TRAVAIL À RÉALISER – Recopiez sans rien modifier le passage qui va de la ligne contenant « Target: terracotta plant pot » jusqu'à la ligne contenant « column 499, row 610 », ces deux lignes comprises.

EXTRAIT DES DONNÉES –
:::

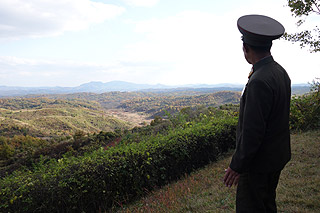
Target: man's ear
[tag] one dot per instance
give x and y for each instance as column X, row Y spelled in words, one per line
column 246, row 48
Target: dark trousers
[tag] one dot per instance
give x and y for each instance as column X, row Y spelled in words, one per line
column 256, row 192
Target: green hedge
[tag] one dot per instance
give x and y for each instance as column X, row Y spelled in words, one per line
column 103, row 178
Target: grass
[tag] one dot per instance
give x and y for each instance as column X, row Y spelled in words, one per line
column 203, row 190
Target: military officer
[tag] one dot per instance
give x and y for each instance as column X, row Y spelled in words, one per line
column 263, row 137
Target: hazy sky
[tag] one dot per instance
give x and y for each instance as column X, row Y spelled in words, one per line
column 172, row 42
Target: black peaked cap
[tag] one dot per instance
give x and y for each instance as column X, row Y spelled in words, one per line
column 259, row 30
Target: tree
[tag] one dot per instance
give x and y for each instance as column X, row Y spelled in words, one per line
column 301, row 9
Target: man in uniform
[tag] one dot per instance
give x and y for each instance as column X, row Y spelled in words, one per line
column 263, row 137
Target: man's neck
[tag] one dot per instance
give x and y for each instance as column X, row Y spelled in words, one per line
column 258, row 57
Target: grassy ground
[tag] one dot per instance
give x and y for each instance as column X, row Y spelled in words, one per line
column 203, row 191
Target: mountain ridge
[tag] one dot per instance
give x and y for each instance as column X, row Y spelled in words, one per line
column 121, row 86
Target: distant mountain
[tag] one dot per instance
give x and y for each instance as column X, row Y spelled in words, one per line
column 122, row 86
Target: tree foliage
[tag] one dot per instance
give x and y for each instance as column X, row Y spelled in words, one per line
column 301, row 9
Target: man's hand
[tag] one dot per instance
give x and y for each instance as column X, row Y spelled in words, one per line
column 231, row 177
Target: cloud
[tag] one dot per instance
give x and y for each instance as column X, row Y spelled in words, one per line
column 38, row 18
column 16, row 71
column 141, row 3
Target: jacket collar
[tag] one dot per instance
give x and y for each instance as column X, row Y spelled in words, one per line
column 262, row 62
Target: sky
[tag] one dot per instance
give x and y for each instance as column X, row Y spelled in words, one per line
column 172, row 42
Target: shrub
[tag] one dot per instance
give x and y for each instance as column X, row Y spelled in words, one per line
column 102, row 178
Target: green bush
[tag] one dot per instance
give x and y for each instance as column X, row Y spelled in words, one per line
column 103, row 178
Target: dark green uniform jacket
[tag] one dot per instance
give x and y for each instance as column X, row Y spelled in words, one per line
column 263, row 137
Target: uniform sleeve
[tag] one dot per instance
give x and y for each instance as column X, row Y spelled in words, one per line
column 258, row 102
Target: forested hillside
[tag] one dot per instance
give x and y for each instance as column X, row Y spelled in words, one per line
column 43, row 117
column 94, row 170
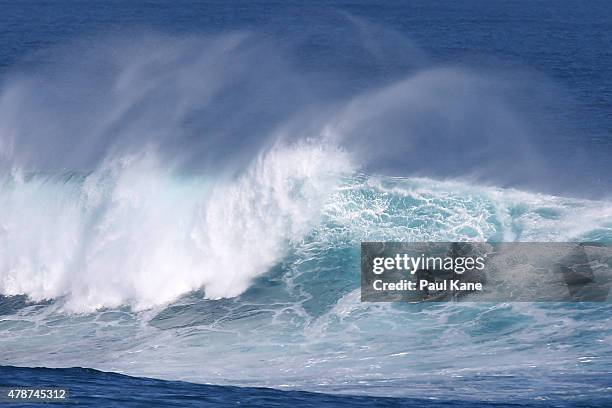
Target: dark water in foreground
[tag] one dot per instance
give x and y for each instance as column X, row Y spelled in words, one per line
column 94, row 388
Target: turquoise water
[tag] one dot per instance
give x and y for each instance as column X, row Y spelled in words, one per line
column 184, row 191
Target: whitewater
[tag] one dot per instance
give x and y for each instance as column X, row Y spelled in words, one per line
column 163, row 224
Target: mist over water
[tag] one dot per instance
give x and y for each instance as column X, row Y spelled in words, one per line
column 188, row 206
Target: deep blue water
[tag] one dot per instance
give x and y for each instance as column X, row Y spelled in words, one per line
column 93, row 388
column 184, row 186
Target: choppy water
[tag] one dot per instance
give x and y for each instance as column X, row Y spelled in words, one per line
column 189, row 205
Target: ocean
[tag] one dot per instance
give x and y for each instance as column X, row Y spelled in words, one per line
column 184, row 188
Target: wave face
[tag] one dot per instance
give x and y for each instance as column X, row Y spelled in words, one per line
column 165, row 214
column 301, row 323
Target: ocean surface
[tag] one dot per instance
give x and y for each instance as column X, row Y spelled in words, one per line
column 184, row 187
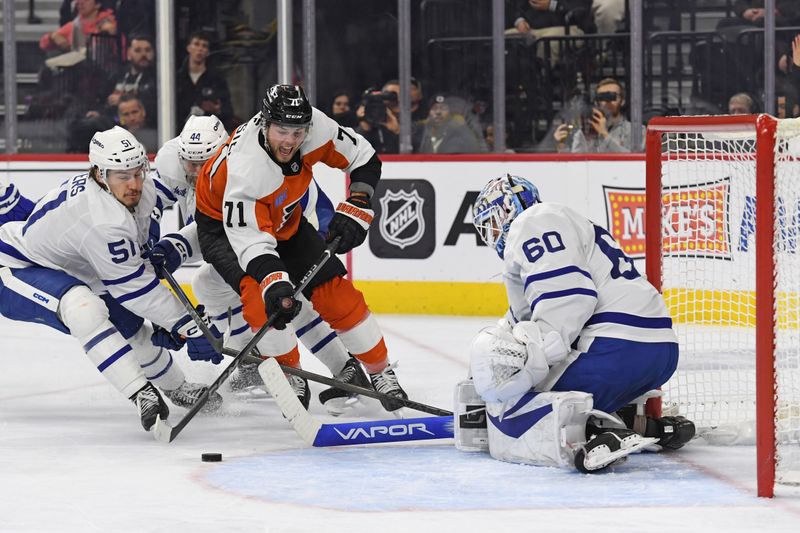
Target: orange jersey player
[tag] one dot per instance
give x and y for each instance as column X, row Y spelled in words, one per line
column 249, row 216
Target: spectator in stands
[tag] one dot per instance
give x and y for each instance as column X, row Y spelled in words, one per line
column 210, row 103
column 195, row 75
column 137, row 77
column 90, row 18
column 447, row 132
column 133, row 117
column 136, row 17
column 341, row 110
column 741, row 104
column 377, row 122
column 549, row 18
column 609, row 15
column 751, row 13
column 605, row 129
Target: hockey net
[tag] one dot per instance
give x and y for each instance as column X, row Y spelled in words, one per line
column 729, row 270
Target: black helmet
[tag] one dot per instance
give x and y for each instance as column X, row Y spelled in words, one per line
column 286, row 105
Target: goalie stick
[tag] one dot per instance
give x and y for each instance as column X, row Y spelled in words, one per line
column 163, row 431
column 371, row 393
column 317, row 434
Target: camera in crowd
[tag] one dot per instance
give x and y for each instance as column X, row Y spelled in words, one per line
column 605, row 96
column 375, row 104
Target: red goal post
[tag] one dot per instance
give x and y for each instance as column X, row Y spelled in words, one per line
column 734, row 302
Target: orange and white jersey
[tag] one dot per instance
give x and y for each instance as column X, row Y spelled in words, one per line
column 258, row 199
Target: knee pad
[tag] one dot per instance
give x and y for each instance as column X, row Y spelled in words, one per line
column 339, row 303
column 82, row 311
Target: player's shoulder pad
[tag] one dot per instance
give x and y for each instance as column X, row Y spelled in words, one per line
column 323, row 130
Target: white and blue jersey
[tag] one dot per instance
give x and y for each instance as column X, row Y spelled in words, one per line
column 83, row 231
column 570, row 276
column 13, row 206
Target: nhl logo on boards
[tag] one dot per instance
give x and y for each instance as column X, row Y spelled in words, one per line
column 405, row 216
column 401, row 222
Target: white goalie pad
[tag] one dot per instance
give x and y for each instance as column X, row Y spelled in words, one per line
column 543, row 429
column 502, row 368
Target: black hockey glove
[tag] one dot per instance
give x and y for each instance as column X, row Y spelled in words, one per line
column 351, row 222
column 279, row 300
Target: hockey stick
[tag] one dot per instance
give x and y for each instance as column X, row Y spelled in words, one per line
column 317, row 434
column 163, row 431
column 217, row 343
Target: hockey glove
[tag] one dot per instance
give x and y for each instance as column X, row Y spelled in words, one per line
column 170, row 253
column 163, row 337
column 197, row 345
column 351, row 222
column 278, row 294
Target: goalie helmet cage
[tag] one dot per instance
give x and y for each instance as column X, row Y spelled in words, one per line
column 729, row 270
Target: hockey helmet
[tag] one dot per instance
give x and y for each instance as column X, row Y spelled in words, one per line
column 286, row 105
column 201, row 138
column 498, row 204
column 116, row 149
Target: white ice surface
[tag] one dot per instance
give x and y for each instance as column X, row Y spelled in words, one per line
column 73, row 458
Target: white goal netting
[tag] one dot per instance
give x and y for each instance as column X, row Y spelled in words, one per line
column 708, row 265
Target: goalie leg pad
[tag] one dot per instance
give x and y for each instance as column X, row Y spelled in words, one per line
column 545, row 429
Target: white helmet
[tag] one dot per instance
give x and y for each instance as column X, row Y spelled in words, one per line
column 116, row 149
column 201, row 138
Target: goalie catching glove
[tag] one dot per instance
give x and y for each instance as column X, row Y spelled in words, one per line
column 351, row 222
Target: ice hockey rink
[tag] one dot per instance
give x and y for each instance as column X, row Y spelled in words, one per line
column 73, row 457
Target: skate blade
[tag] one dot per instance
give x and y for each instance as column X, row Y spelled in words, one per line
column 595, row 463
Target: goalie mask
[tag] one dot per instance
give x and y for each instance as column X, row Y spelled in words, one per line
column 498, row 204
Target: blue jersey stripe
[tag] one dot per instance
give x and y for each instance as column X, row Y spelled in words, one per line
column 124, row 279
column 562, row 294
column 97, row 339
column 308, row 327
column 135, row 294
column 165, row 191
column 110, row 361
column 631, row 320
column 554, row 274
column 46, row 208
column 13, row 252
column 157, row 357
column 321, row 344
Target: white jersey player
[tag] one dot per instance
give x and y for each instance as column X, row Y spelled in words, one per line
column 75, row 264
column 585, row 335
column 178, row 163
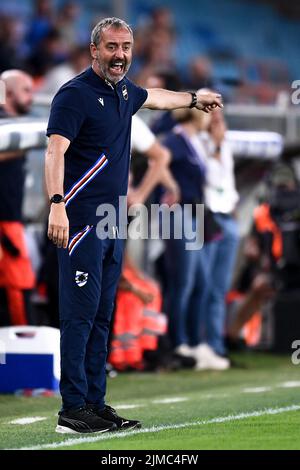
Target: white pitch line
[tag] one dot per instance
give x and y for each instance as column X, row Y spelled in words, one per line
column 29, row 420
column 257, row 389
column 121, row 435
column 129, row 407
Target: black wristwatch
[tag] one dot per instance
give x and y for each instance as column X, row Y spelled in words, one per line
column 194, row 99
column 57, row 198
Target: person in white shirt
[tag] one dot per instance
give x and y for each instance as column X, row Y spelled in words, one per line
column 221, row 198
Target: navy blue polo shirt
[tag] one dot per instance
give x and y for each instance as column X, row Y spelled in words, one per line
column 96, row 117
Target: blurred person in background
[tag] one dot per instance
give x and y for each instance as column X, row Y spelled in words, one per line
column 41, row 23
column 221, row 199
column 200, row 74
column 16, row 274
column 66, row 23
column 272, row 251
column 9, row 47
column 57, row 76
column 49, row 53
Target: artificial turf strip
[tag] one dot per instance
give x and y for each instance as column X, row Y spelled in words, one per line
column 208, row 395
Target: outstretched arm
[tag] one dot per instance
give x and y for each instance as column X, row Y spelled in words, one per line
column 159, row 98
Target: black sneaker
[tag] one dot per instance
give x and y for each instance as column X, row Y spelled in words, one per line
column 110, row 414
column 82, row 420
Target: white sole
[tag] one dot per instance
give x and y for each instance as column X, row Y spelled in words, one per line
column 64, row 430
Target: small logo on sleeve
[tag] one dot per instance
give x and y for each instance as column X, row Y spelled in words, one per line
column 81, row 278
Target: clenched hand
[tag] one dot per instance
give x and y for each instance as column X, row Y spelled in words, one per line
column 208, row 100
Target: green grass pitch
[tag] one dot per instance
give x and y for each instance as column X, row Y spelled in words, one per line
column 254, row 405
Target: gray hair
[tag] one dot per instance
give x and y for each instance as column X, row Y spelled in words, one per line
column 107, row 23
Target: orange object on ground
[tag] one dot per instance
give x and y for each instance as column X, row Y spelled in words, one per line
column 16, row 273
column 264, row 223
column 252, row 330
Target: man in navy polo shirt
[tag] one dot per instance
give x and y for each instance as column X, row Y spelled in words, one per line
column 87, row 164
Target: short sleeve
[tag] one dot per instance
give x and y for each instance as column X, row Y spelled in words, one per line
column 141, row 136
column 139, row 96
column 67, row 113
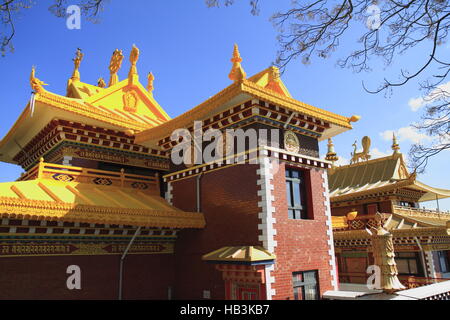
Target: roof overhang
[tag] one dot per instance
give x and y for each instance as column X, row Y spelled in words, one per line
column 28, row 125
column 248, row 255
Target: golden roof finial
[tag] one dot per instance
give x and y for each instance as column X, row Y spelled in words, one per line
column 77, row 61
column 331, row 154
column 114, row 66
column 150, row 79
column 237, row 73
column 35, row 83
column 134, row 56
column 101, row 83
column 395, row 146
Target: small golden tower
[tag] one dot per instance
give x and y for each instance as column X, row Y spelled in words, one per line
column 237, row 73
column 331, row 154
column 395, row 146
column 114, row 66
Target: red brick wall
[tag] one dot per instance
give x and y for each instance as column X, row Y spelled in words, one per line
column 145, row 277
column 230, row 205
column 301, row 244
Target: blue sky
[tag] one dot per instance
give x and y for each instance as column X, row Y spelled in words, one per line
column 188, row 48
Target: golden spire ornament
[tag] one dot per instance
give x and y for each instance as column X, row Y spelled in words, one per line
column 77, row 61
column 395, row 146
column 150, row 79
column 237, row 73
column 36, row 84
column 331, row 154
column 134, row 56
column 114, row 66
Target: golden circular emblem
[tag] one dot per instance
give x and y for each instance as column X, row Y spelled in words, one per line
column 291, row 142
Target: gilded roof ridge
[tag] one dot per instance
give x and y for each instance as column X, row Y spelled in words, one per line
column 298, row 102
column 86, row 109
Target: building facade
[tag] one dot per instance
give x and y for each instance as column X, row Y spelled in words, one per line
column 102, row 198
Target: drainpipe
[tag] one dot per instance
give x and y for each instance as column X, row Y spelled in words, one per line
column 424, row 261
column 198, row 191
column 123, row 258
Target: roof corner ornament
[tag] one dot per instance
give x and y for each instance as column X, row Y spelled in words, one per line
column 364, row 155
column 395, row 146
column 36, row 84
column 134, row 57
column 383, row 253
column 354, row 118
column 101, row 83
column 237, row 73
column 150, row 79
column 77, row 61
column 114, row 66
column 331, row 154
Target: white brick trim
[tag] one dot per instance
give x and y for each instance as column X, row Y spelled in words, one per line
column 330, row 239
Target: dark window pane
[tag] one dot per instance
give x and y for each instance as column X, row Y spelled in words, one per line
column 296, row 193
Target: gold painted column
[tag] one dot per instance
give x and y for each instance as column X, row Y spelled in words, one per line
column 383, row 253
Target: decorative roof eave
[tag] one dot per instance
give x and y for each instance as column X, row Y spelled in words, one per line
column 47, row 210
column 430, row 192
column 27, row 126
column 185, row 119
column 123, row 84
column 294, row 105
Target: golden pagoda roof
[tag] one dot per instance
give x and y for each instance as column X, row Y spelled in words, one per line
column 236, row 93
column 125, row 105
column 377, row 175
column 73, row 194
column 240, row 254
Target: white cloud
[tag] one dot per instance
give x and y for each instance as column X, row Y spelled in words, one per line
column 417, row 103
column 406, row 134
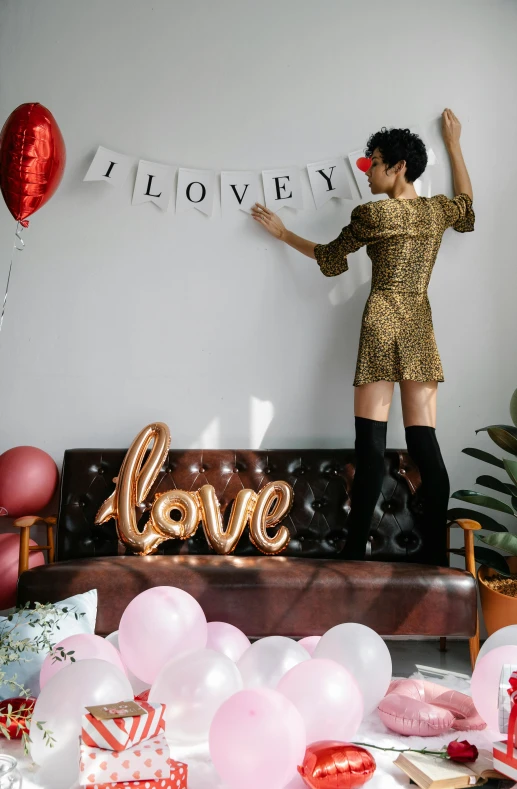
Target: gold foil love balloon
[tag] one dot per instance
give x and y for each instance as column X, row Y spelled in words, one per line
column 263, row 510
column 132, row 486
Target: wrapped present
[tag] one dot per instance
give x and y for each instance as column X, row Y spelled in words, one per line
column 505, row 752
column 143, row 762
column 176, row 780
column 118, row 734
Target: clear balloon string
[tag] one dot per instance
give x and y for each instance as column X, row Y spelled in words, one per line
column 18, row 246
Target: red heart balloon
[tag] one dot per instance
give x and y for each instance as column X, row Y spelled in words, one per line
column 23, row 708
column 363, row 163
column 32, row 159
column 336, row 765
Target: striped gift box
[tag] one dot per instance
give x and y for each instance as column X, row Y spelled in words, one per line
column 122, row 733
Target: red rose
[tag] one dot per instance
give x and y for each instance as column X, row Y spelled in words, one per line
column 462, row 751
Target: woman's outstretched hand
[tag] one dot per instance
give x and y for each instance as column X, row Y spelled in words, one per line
column 269, row 220
column 451, row 128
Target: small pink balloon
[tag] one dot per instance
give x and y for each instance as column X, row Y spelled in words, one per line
column 485, row 682
column 327, row 697
column 257, row 739
column 310, row 643
column 28, row 479
column 84, row 646
column 9, row 557
column 227, row 639
column 157, row 626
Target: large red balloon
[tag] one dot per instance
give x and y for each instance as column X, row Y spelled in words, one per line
column 28, row 479
column 32, row 159
column 9, row 555
column 336, row 765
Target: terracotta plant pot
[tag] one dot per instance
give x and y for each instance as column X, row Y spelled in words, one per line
column 499, row 610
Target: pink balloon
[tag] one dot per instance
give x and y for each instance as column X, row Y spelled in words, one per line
column 327, row 697
column 84, row 646
column 310, row 643
column 227, row 639
column 28, row 479
column 9, row 555
column 485, row 682
column 257, row 739
column 158, row 625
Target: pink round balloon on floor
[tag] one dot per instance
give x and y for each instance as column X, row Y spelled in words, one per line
column 227, row 639
column 485, row 682
column 310, row 643
column 158, row 625
column 28, row 479
column 257, row 739
column 327, row 697
column 9, row 557
column 84, row 646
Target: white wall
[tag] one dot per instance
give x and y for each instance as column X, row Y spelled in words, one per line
column 120, row 315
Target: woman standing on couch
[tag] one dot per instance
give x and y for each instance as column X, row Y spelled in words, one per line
column 403, row 234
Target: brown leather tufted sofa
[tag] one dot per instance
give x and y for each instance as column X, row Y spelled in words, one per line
column 305, row 590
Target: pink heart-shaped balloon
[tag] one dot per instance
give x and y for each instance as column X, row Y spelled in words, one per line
column 363, row 163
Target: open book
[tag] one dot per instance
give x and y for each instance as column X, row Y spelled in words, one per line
column 432, row 772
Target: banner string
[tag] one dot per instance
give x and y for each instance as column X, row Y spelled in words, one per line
column 18, row 245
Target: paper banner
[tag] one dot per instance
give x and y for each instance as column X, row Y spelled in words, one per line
column 239, row 191
column 195, row 190
column 282, row 187
column 153, row 184
column 109, row 166
column 329, row 179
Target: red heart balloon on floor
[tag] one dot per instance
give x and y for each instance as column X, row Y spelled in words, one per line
column 336, row 765
column 23, row 708
column 363, row 163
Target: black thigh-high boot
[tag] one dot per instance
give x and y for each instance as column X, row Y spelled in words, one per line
column 423, row 447
column 370, row 444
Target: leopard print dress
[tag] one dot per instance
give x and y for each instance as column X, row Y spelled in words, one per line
column 402, row 238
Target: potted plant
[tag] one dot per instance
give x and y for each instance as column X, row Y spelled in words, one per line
column 497, row 574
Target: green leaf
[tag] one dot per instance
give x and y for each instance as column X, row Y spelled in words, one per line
column 505, row 542
column 473, row 497
column 505, row 436
column 511, row 468
column 513, row 408
column 485, row 520
column 487, row 557
column 496, row 484
column 480, row 454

:::

RÉPONSE –
Target: terracotta plant pot
[tag] one dot per instance
give x and y for each instance as column X, row Y spelled in words, one per line
column 499, row 610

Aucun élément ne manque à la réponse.